_Task list_.
(1) For each statement below, state whether it agrees with the invert emulsion excerpt, answering yes or no and quoting the deciding words of the excerpt. (a) The mud was formulated without a fluid loss additive. (b) The mud emulsified with versacleanVB showed higher electrical stability than the mud emulsified with egg yolk. (c) The 50/50 oil-water ratio mud had a 30-minute fluid loss of 12 ml.
(2) Reproduce the part of the invert emulsion excerpt starting at "The results from" and ending at "cake of 3.2 mm.".

_Excerpt_.

>> Start

The focus of this study is to achieve a novel low oil-water ratio invert emulsion using Jatropha oil and egg yolk as an emulsifier. Shale-fluid interaction and the economic viability of the mud were also evaluated. The findings from this study show that the low oil-water ratio invert emulsion is beneficial to reducing fluid loss for enhanced wellbore stability and the reduction of oil retention on cuttings, thereby reducing cost of disposal and environmental impact. The mud was formulated without a fluid loss additive, wetting agent, secondary emulsifier and the need for high water content, thereby savings could also be made in material costs.

The results from this experimental study demonstrated that the electrical stability of the mud emulsified by egg yolk at a test temperature of 48.9 and 120˚C for any variation, were 398 and 289V respectively. Comparatively, the mud emulsified with a standard emulsifier versacleanVB gave stability values of 201 and 188V thus indicating higher stability with the egg yolk. Moreover, the 50/50 oil-water ratio mud gave stability values of 353 and 258V hence, giving plastic viscosity of 36 cP, at the yield point of 17 Ib/100 ft2 and 30 minutes fluid loss of 6ml with filter cake of 1.7 mm. This resulted to 50% reduction in fluid loss over the conventional 70/30 oil-water ratio mud, which was emulsified with the standard emulsifier with stability values of 480 and 393V, plastic viscosity of 31cP, yield point of 17 Ib/100 ft2 and fluid loss of 12 ml with filter cake of 3.2 mm.

>> End

_Data rows_.
>> Start

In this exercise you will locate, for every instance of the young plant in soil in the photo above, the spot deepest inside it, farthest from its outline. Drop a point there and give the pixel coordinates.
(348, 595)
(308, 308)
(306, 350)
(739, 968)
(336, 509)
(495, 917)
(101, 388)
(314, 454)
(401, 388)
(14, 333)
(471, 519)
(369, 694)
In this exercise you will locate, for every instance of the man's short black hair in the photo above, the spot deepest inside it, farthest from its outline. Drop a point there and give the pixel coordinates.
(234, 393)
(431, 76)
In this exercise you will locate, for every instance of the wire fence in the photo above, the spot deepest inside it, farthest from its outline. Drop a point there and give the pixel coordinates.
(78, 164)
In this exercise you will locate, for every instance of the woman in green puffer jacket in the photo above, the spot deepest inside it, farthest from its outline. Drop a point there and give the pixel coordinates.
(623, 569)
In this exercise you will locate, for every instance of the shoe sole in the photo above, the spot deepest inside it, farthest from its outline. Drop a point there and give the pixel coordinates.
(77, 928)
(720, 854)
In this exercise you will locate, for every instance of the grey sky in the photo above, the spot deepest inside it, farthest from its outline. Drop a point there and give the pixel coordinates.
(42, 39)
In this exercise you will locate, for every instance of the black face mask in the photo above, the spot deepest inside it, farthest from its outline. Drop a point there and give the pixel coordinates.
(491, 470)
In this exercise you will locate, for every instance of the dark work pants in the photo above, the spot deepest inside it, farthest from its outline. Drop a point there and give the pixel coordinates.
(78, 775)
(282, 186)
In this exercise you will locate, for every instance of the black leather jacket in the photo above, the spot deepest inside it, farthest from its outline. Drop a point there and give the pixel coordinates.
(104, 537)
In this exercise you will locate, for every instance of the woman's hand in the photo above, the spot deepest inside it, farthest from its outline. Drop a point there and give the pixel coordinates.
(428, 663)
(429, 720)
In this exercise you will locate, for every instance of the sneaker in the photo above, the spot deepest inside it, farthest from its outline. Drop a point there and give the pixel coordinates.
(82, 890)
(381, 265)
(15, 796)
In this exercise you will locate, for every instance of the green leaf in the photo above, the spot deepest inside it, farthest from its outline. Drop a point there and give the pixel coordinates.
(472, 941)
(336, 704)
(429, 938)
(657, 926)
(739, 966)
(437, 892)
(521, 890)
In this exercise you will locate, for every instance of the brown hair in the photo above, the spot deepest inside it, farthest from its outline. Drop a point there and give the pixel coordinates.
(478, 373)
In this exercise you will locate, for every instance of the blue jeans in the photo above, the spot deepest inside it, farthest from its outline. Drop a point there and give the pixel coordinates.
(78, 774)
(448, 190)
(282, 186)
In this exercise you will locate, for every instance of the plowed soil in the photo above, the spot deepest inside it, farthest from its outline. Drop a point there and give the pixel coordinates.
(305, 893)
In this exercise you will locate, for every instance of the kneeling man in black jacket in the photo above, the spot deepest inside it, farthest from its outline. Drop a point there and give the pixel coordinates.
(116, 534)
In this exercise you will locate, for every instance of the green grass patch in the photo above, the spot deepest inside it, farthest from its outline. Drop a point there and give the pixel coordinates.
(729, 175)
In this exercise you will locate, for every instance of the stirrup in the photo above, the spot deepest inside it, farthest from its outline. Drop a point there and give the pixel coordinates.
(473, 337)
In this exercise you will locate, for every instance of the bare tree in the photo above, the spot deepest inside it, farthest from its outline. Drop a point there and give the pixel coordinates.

>> End

_Expected results_.
(1)
(a) Yes: "The mud was formulated without a fluid loss additive, wetting agent, secondary emulsifier and the need for high water content"
(b) No: "the mud emulsified with a standard emulsifier versacleanVB gave stability values of 201 and 188V thus indicating higher stability with the egg yolk"
(c) No: "30 minutes fluid loss of 6ml with filter cake of 1.7 mm"

(2)
The results from this experimental study demonstrated that the electrical stability of the mud emulsified by egg yolk at a test temperature of 48.9 and 120˚C for any variation, were 398 and 289V respectively. Comparatively, the mud emulsified with a standard emulsifier versacleanVB gave stability values of 201 and 188V thus indicating higher stability with the egg yolk. Moreover, the 50/50 oil-water ratio mud gave stability values of 353 and 258V hence, giving plastic viscosity of 36 cP, at the yield point of 17 Ib/100 ft2 and 30 minutes fluid loss of 6ml with filter cake of 1.7 mm. This resulted to 50% reduction in fluid loss over the conventional 70/30 oil-water ratio mud, which was emulsified with the standard emulsifier with stability values of 480 and 393V, plastic viscosity of 31cP, yield point of 17 Ib/100 ft2 and fluid loss of 12 ml with filter cake of 3.2 mm.